• PROBLEM REQUIREMENTS
Reproduce the listing below word for word, keeping every line in its original order.

───

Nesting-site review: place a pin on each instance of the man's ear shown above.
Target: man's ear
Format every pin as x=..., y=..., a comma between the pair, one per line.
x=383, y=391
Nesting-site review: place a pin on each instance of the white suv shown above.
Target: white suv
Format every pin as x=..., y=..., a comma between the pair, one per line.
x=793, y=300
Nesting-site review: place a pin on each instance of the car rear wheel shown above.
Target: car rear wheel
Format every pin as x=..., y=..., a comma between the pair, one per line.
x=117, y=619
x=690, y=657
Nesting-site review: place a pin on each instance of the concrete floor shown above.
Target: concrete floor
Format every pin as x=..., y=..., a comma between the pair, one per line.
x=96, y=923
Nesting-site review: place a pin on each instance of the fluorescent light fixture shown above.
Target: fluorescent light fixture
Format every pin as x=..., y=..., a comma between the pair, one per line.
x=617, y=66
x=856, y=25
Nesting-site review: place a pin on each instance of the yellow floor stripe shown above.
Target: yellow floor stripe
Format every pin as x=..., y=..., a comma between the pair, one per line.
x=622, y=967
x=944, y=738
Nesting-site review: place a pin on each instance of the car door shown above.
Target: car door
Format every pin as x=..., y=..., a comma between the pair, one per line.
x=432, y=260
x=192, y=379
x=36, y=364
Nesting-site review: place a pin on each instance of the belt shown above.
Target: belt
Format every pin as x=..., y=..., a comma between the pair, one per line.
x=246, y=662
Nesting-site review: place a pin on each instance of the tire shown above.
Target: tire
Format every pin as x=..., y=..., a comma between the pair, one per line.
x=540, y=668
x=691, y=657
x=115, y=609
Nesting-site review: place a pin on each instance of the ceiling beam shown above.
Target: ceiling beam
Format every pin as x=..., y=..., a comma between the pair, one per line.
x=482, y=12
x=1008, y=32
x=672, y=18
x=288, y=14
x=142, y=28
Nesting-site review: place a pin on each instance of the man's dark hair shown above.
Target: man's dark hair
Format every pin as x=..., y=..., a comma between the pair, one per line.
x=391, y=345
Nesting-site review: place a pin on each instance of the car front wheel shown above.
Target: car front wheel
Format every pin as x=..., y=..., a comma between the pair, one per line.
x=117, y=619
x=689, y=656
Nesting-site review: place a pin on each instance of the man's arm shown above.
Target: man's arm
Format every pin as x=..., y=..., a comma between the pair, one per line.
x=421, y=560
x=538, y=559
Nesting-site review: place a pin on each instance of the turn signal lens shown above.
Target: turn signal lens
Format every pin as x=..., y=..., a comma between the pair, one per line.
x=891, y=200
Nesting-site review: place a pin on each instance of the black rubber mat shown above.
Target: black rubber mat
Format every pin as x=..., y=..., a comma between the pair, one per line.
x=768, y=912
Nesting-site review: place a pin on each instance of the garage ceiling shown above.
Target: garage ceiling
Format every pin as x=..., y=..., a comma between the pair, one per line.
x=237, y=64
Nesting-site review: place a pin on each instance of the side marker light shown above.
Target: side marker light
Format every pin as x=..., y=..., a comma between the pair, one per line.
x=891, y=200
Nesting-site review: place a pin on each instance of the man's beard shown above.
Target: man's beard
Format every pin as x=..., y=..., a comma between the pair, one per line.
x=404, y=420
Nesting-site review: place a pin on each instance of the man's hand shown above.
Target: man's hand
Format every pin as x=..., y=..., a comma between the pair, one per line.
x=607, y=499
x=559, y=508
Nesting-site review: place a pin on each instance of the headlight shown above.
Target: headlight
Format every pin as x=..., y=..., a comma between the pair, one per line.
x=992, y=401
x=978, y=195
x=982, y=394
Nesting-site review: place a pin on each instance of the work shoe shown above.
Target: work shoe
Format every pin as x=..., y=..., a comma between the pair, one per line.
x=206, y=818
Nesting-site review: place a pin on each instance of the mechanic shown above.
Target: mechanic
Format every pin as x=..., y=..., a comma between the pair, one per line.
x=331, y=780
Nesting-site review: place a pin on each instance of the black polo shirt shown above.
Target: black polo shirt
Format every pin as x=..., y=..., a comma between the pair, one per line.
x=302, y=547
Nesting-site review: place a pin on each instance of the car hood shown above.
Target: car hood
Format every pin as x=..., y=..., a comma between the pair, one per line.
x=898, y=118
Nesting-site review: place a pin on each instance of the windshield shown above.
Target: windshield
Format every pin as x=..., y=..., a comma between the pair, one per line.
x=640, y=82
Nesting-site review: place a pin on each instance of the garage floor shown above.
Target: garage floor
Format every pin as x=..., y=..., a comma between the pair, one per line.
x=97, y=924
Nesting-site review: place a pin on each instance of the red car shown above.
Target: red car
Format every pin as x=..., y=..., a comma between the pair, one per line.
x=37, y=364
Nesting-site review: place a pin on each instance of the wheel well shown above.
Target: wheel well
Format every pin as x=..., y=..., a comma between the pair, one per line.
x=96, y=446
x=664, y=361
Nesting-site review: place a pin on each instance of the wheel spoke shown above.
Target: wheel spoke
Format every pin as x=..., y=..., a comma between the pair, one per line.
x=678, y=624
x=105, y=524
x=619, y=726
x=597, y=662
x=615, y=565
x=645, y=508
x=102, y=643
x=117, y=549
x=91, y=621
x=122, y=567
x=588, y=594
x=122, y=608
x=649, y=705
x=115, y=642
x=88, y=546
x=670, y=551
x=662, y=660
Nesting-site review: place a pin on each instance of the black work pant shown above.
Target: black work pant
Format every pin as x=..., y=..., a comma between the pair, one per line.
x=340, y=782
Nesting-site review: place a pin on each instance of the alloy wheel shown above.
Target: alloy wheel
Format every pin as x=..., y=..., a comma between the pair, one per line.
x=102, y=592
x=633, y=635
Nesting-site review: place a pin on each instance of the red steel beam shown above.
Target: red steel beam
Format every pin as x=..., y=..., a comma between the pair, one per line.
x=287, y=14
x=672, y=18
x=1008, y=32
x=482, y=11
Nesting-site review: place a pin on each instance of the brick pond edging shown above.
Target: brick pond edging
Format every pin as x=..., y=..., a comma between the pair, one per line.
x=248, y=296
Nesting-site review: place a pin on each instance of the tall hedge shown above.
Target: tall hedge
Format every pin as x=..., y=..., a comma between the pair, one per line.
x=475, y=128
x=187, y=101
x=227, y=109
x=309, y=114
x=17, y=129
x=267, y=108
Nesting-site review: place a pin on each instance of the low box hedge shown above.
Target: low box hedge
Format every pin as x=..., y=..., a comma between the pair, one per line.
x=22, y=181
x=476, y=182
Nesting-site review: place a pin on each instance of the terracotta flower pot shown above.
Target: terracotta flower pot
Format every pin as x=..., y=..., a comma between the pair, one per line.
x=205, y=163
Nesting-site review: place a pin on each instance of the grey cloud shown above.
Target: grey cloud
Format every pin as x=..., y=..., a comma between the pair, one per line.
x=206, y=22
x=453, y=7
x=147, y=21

───

• FULL OUTPUT
Nesting-site review: place a pin on each instance of the man's ear shown above.
Target: man's ear
Format every pin as x=..., y=..., a comma between the pair, one per line.
x=383, y=391
Nesting-site review: place a pin on each instance of the white suv shown above.
Target: white suv
Format every pin as x=..., y=..., a comma between the pair, one per line.
x=793, y=300
Nesting-site review: place a pin on each instance of the car rear wheel shown above.
Target: car rear wheel
Format every pin as x=..., y=..., a comma between the pair, one per line.
x=117, y=619
x=690, y=657
Nesting-site review: place a pin on each instance of the concrete floor shown above.
Target: concrete floor
Format every pin as x=..., y=..., a comma between the pair, one per line.
x=96, y=923
Nesting-site review: place a pin on each instance of the fluorescent light fixture shown above.
Target: fluorescent light fixture
Format every pin as x=..., y=..., a comma between the pair, one per line.
x=617, y=66
x=856, y=25
Nesting-site review: place a pin on each instance of the yellow floor stripe shown above.
Target: yellow floor stripe
Format every pin as x=..., y=..., a comma between the pair, one per line.
x=622, y=967
x=944, y=738
Nesting-site review: place a pin on each instance of the car door shown above.
Target: car door
Format every pin as x=..., y=..., a comma between the pair, one per line.
x=432, y=260
x=192, y=379
x=36, y=364
Nesting-site review: place a pin on each instance of the belt shown above.
Target: belt
Format every pin as x=..., y=..., a comma between the pair, one per line.
x=246, y=662
Nesting-site review: place a pin on each instance of the tire shown above.
Target: tire
Format every pin as x=..., y=..., a comma between the pair, one per line.
x=540, y=668
x=691, y=657
x=115, y=609
Nesting-site review: place a pin on each instance of the ceiling beam shown above.
Target: ceiling beam
Format every pin as x=..., y=..., a comma between the pair, one per line.
x=482, y=12
x=1008, y=32
x=672, y=18
x=288, y=14
x=142, y=28
Nesting-site review: place a pin on each instance of the man's dark hair shown above.
Target: man's dark hair
Format every pin as x=..., y=..., a comma between the pair, one per line.
x=391, y=345
Nesting-site review: place a pin on each instance of the car front wheel shown above.
Target: car front wheel
Format every pin as x=..., y=..., a comma between the pair, one per line.
x=117, y=619
x=689, y=656
Nesting-site review: place a pin on each instance of the man's arm shown above.
Target: man's arm
Format every pin as x=..., y=..., a comma between the pair, one per line.
x=421, y=560
x=538, y=559
Nesting-site review: place a pin on each instance of the turn signal lens shown above.
Target: turn signal lens
Format every pin as x=..., y=..., a comma between the pair, one per line.
x=891, y=200
Nesting-site review: place a pin on each instance of the black rubber mat shown above.
Target: black rubber mat
Format every pin as x=..., y=..., a comma between the pair, one per line.
x=768, y=912
Nesting-site review: place a pin on each instance of the garage ceiling shown above.
Target: garage ceiling
Format every pin as x=..., y=..., a comma between the pair, one per line.
x=237, y=64
Nesting-site review: place a pin on each instance of the side marker light shown above.
Target: side marker light
Format every pin as x=..., y=..., a comma between the pair, one per line.
x=891, y=200
Nesting-site review: place a pin on each instance of the man's beard shown above.
Target: man's beard
Format every pin as x=..., y=..., a comma between the pair, one per line.
x=404, y=420
Nesting-site review: place a pin on each instance of the man's hand shown above.
Target: man's hand
Format every pin as x=..., y=..., a comma between the pair, one per line.
x=607, y=499
x=559, y=508
Nesting-site review: place a pin on each instance of the headlight shown above.
Target: headlight
Format every pin as x=..., y=..., a comma between the pair, one per line.
x=992, y=401
x=978, y=195
x=982, y=394
Nesting-site review: place a pin on each instance of the work shoe shown above.
Target: work shoe
Format every pin as x=..., y=..., a comma between the pair, one per line.
x=206, y=818
Nesting-site review: place a pin on each instance of the mechanic shown above.
Target: mechanic
Format every pin as x=..., y=..., a comma between the pair, one per line.
x=331, y=780
Nesting-site review: place a pin on each instance of the black polo shirt shown above.
Target: black polo shirt
Format every pin as x=..., y=..., a comma between the pair, one per line.
x=302, y=547
Nesting-site review: place a pin on each instance of the car hood shown above.
Target: car hood
Format every pin as x=..., y=..., a comma between the pair, one per line.
x=898, y=118
Nesting-site review: place a pin on each instance of the windshield shown above.
Target: windshield
Format every pin as x=..., y=..., a comma between the pair, one per line.
x=640, y=82
Nesting-site review: place a pin on each instance of the garage floor shown above.
Target: garage floor
Format every pin as x=..., y=..., a comma between the pair, one per line.
x=97, y=924
Nesting-site review: place a pin on each instance of the red car shown above.
Target: red car
Format every pin as x=..., y=..., a comma between the pair, one per line.
x=37, y=364
Nesting-site review: place a pin on each instance of the wheel well shown above.
Target: wheel well
Format every pin as x=..., y=..., a comma between the pair, one per line.
x=96, y=446
x=664, y=361
Nesting-site review: place a pin on each instance of the wheel spoke shown above.
Target: wheel spoke
Format every pin as x=..., y=..., a comma between the pair, one per line.
x=678, y=624
x=105, y=524
x=619, y=726
x=597, y=662
x=615, y=565
x=645, y=508
x=102, y=643
x=117, y=549
x=91, y=621
x=122, y=567
x=588, y=594
x=122, y=608
x=649, y=705
x=115, y=642
x=88, y=546
x=670, y=551
x=662, y=660
Nesting-site review: place a pin on each instance of the black work pant shown above.
Target: black work pant
Format every pin as x=..., y=..., a comma between the pair, one per line.
x=340, y=782
Nesting-site review: place a pin on each instance of the alloy wheel shown above.
Target: alloy wheel
Format every pin as x=..., y=..., a comma between the pair, one per line.
x=102, y=592
x=633, y=635
Nesting-site review: place a pin on each instance of the red steel beam shown above.
Target: red steel beam
Format every pin as x=..., y=..., a comma between the pair, one per line.
x=287, y=14
x=672, y=18
x=1008, y=32
x=482, y=11
Nesting-site review: place a pin on each instance of the brick pond edging shown above.
Target: brick pond edging
Format every pin as x=..., y=..., a comma between the pair, one per line.
x=248, y=296
Nesting-site review: place a pin on each instance of the tall hedge shown above.
Target: tall hedge
Format every pin as x=..., y=..., a comma between the pair, one per line.
x=475, y=128
x=187, y=101
x=227, y=109
x=309, y=114
x=17, y=129
x=267, y=108
Nesting-site review: place a pin on each instance of the low box hedge shown above.
Target: low box hedge
Format every pin as x=..., y=..., a comma between the pair, one per line.
x=22, y=181
x=476, y=182
Nesting-site review: place a pin on each instance of the terracotta flower pot shown above.
Target: terracotta flower pot
Format every pin as x=..., y=..., a comma between the pair, one per line.
x=205, y=163
Nesting-site review: place a pin on each instance of the grey cloud shown above.
Target: grey cloud
Format every pin as x=..., y=..., a comma between the pair, one per line.
x=206, y=22
x=453, y=7
x=147, y=21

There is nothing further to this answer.